**Task description:** Could you carry over the items that start with the line containing "For our accessibility screen-description tool, find the cropmark" and run through the line containing "74, 218, 591, 467", keeping the requests unchanged and adding 109 to every coordinate in the answers?

**Provided data:**

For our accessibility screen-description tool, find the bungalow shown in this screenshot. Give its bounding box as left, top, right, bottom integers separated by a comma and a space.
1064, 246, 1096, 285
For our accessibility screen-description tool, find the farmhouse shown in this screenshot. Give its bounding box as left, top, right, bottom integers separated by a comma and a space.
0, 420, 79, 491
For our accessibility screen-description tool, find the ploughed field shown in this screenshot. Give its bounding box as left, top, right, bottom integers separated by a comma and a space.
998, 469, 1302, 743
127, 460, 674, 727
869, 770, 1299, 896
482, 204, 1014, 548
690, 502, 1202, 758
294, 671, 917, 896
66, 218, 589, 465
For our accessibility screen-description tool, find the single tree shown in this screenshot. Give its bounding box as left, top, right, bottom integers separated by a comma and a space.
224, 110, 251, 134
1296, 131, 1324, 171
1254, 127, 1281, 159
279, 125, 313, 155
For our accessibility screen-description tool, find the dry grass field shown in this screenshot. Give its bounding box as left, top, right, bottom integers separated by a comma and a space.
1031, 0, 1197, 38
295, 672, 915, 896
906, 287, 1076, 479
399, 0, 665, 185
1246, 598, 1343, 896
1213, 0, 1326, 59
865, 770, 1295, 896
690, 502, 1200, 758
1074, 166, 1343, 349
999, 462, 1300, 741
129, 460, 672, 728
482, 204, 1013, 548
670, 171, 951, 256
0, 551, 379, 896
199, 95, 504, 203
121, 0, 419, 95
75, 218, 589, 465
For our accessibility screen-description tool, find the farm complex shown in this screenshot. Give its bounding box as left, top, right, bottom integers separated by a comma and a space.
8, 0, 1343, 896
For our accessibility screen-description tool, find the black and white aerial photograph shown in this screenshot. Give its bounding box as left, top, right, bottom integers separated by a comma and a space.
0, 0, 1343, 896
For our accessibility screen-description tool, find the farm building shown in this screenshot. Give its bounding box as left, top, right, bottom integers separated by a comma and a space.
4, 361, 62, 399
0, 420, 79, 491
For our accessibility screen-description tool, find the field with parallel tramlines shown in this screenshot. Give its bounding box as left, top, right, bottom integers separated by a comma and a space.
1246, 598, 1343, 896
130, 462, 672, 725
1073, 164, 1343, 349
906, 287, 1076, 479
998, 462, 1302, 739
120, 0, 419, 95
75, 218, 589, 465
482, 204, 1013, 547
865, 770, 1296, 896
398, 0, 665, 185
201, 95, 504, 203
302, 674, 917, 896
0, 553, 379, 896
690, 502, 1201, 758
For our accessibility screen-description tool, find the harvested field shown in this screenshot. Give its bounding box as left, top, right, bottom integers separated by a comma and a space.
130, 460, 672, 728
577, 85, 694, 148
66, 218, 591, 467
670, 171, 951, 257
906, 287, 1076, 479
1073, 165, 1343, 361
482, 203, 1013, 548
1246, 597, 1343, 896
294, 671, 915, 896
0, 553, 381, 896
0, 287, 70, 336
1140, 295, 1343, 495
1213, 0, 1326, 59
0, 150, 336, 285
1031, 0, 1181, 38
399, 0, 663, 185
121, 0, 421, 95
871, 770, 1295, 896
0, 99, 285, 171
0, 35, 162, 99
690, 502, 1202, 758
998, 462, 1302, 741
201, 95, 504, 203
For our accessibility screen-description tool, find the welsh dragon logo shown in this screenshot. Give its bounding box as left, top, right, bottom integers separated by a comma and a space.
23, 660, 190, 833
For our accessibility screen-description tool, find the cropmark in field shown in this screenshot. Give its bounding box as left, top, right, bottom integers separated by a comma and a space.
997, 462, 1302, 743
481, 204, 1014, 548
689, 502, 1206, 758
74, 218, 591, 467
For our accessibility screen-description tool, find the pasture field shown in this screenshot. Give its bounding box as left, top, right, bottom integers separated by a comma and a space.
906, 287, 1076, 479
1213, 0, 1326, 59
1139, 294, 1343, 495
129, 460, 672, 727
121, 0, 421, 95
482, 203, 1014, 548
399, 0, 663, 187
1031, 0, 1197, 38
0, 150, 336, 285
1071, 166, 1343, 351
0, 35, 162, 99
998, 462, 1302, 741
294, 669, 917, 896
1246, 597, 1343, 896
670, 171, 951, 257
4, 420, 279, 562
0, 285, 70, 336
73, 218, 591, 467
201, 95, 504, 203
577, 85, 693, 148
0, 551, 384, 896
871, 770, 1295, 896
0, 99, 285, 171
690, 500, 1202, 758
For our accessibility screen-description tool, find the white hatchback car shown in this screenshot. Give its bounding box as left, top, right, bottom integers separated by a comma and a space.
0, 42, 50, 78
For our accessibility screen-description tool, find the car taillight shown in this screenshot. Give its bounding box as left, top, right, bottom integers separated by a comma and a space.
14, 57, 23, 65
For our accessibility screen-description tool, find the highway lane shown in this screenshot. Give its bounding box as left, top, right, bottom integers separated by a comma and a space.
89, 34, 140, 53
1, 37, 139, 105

**Full answer:**
For our accessibility screen-description tool, find the cropmark in field shown in this screenshot. Give its bounding box as left, top, right, bottom integers separated by a comma and a space.
1106, 571, 1411, 852
590, 313, 1123, 657
798, 611, 1315, 867
183, 327, 700, 576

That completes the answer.